## BEGIN Rows
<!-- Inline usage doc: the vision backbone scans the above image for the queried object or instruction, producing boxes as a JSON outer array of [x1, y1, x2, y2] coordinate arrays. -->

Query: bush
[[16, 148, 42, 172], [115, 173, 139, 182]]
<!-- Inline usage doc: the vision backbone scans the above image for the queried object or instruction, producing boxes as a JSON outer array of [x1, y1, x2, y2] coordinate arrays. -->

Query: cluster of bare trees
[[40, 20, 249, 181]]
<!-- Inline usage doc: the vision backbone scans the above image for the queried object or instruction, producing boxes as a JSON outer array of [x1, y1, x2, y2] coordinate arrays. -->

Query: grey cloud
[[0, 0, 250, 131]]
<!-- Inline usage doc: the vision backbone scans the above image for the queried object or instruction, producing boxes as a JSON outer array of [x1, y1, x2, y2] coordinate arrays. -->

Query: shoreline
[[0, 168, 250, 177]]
## END Rows
Given exercise: Write out all of the data above again, line for line, with no changes.

Full response:
<!-- Inline usage doc: the vision backbone scans the above image for the queried object or instruction, producing boxes as a JSON outer array of [x1, y1, x2, y2] coordinate arrays. -->

Query: bush
[[16, 148, 42, 172], [115, 173, 139, 182]]
<!-- Inline usage doc: the vision backbone scans the above image for the queried object or instruction, producing boxes as a JSON outer array of [x1, y1, x2, y2] coordinate arrays. -->

Query: cluster of bare trees
[[40, 20, 249, 181]]
<!-- Inline usage doc: the vision backbone scans the above image for the queried object or instruction, producing boxes as a JSON outer array of [x1, y1, x2, y2] coordinate arrays. -->

Query: grey cloud
[[0, 0, 250, 131]]
<!-- Inline usage doc: the vision backbone scans the above image for the queried object or instruction, producing boxes as a JSON outer array of [x1, y1, x2, y2] coordinate arrays. -->

Query: shoreline
[[0, 168, 250, 177]]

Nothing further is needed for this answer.